TASK DIRECTIONS | Without the pictures, set down the records below word for word.

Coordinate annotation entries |
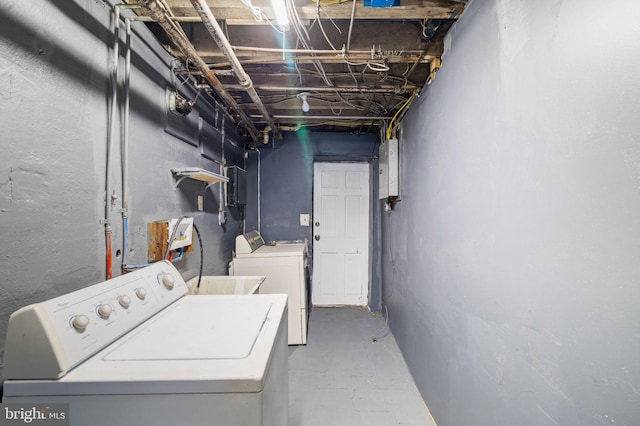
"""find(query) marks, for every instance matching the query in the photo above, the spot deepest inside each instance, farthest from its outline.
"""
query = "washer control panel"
(47, 339)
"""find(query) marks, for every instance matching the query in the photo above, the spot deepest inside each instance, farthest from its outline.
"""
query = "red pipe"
(109, 258)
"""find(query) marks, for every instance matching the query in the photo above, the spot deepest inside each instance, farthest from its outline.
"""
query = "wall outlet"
(184, 235)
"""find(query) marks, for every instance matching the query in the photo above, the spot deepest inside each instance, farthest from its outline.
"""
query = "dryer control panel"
(46, 340)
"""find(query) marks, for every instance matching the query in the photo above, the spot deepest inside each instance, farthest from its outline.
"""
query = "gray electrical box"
(237, 186)
(388, 166)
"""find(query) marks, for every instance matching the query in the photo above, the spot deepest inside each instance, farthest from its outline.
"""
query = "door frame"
(371, 234)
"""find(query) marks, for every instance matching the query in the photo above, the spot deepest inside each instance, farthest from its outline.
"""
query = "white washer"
(285, 267)
(136, 350)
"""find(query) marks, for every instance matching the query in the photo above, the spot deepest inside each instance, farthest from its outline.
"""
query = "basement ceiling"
(356, 64)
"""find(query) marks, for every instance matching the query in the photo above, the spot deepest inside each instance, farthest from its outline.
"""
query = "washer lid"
(192, 330)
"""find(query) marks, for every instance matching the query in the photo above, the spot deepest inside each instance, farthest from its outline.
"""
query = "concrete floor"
(343, 378)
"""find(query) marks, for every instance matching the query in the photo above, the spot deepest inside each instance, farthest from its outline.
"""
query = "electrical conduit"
(218, 36)
(156, 12)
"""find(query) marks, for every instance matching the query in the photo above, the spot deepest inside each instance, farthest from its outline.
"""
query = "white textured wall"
(514, 282)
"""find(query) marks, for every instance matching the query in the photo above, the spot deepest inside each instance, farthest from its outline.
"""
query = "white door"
(340, 234)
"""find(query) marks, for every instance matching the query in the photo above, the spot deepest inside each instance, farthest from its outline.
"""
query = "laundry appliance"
(284, 264)
(136, 350)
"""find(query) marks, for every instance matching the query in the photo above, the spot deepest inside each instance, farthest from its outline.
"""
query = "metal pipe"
(267, 88)
(325, 117)
(353, 14)
(218, 36)
(108, 230)
(124, 150)
(314, 51)
(185, 46)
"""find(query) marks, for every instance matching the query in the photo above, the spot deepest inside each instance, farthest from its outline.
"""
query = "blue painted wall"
(286, 177)
(513, 283)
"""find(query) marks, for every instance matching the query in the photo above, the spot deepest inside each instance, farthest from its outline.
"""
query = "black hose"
(201, 254)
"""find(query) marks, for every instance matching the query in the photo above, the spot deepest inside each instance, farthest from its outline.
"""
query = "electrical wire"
(173, 235)
(407, 102)
(195, 228)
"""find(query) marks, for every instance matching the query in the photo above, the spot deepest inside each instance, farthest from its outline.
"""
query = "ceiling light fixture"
(280, 10)
(305, 104)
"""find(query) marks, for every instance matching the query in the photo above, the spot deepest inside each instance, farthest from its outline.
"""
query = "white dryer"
(136, 351)
(284, 265)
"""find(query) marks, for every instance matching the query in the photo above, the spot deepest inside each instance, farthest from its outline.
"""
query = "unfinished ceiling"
(356, 64)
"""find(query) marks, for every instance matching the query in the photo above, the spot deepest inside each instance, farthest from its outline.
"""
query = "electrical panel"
(237, 186)
(389, 184)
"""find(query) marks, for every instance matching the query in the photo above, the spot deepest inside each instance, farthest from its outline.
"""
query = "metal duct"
(218, 36)
(157, 13)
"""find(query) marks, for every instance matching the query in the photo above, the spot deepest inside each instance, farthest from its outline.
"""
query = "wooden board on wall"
(159, 241)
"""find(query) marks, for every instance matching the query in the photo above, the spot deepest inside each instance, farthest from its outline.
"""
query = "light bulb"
(280, 11)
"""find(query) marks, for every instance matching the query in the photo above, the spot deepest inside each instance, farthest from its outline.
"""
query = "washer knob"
(124, 301)
(105, 311)
(167, 281)
(141, 293)
(80, 322)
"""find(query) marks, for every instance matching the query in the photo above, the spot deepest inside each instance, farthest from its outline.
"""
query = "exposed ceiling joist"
(355, 74)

EXERCISE ANSWER |
"""find(query) marks, for every instance matching the query in the photo above, the spot deepest inside each instance, farthest from its outline.
"""
query = "washer control panel"
(47, 339)
"""find(query) marks, for every instance matching the query in the photo above, the spot deepest inside each instance, farthest from its outline.
"""
query = "red pipe"
(109, 258)
"""find(query) marks, for every instance matching the query in the photo above, the spot deepest inside each instance, farthest from its outline.
"""
query = "wall outlet"
(184, 235)
"""find(query) marks, for every instance matching the query in the photo above, the spot deepest inside each instance, farthest from its outline.
"""
query = "dryer control panel"
(46, 340)
"""find(query) marks, for every instance matching the query in the photo above, the spot deepest inside each instance, farthest from its outline.
"""
query = "gray electrical box"
(237, 186)
(388, 166)
"""find(query) marks, for every instance matching the query in the photo above, the spot deepest inside each instance, farthest from its outline.
"""
query = "door frame"
(371, 234)
"""find(query) marks, for every instance matching the query in the photo above, the spot deepest inside each instance, farthest from its outline.
"""
query = "white washer"
(285, 267)
(136, 350)
"""find(query) marks, for every instance matching the query in the photo above, the spot deepest inside each instance, farthest from its outline.
"""
query = "basement ceiling"
(356, 64)
"""find(query) marks, for every instance matching the query in the photo above, the spot deepest inside each instance, farthest from its outline.
"""
query = "washer lid"
(192, 330)
"""find(query) marks, for every instance matching the query in the photo above, the spot deepest inside each instance, farthest from its outline.
"""
query = "concrete floor"
(343, 378)
"""find(query) marks, for every instance matching the query in the photo above, the spot deepest inside each instance, farthest from its outline.
"""
query = "electrical conduit"
(218, 36)
(156, 12)
"""find(query) marks, for every instance matching the query in the photo above, the spot deepest inside each instance, farthest from its outline.
"""
query = "white textured wall"
(514, 282)
"""find(query) marks, for every instance matching the query in the photo above, the spot deepest inside each instance, farthest from its outline.
"""
query = "white door"
(340, 234)
"""find(query) marks, for every instance matching the query in the photo above, the spot deepest inside each instance, farthest from its outline.
"""
query = "laundry appliance"
(284, 264)
(136, 350)
"""find(query) marks, for every instance matching the query in the photo above, the spot deepest inside each instance, farthest from its outline.
"""
query = "metal pipe"
(267, 88)
(325, 117)
(353, 14)
(218, 36)
(108, 230)
(124, 150)
(314, 51)
(185, 46)
"""find(query) marks, for every instance matching the query in the photo above, the spot deepest inside each instance, farthest from its outline.
"""
query = "blue painted wall"
(286, 177)
(513, 283)
"""find(query) marks, for every instance matching the query in the photo above, the spot deepest inside each instance, farthest from its outline.
"""
query = "black hose"
(201, 254)
"""find(query) marks, for every instance matching the query in the photo above, the spot deepest inside each instance, farthest from its outline.
"""
query = "electrical wire"
(173, 235)
(407, 102)
(195, 228)
"""find(query) marks, for every instance matching the query in the photo above, the spot deepest inside each instance, farthest from its outline.
"""
query = "ceiling light fixture"
(280, 10)
(305, 104)
"""find(query) marks, for every instance matching the query in the photo above, the spot deepest inside each instance, farthest from its outline.
"""
query = "white dryer"
(136, 351)
(284, 265)
"""find(query) marks, for every instance matching the query in the photo above, the spot deepest inside each instance, farthest from its outline.
"""
query = "unfinished ceiling"
(356, 64)
"""find(query) marks, for every instance matching the query in the photo above, the spot deepest inside each instance, farthest from its outline.
"""
query = "electrical panel"
(237, 186)
(389, 184)
"""find(query) marks, for every instance matching the query in the photo above, the spot deepest inside each instance, farthest from its outline.
"""
query = "metal duct"
(218, 36)
(157, 13)
"""find(query) marks, for every instance matching the query in the photo above, the spot deepest inside each instance, farthest from its outline.
"""
query = "wooden board on wall"
(159, 241)
"""find(query) marks, for every instance matching the query in the photo above, the spot deepest inside each instance, farthest from its outline.
"""
query = "light bulb"
(280, 11)
"""find(query) marks, for every instance matching the query in the photo above, the spot deepest inside each instance, farthest from its outline.
"""
query = "washer knob"
(124, 301)
(105, 311)
(167, 281)
(141, 293)
(80, 322)
"""find(query) marks, for every instance matching the query in the photo above, the spot deepest inside each instance, farthest from its outline.
"""
query = "exposed ceiling joist"
(355, 74)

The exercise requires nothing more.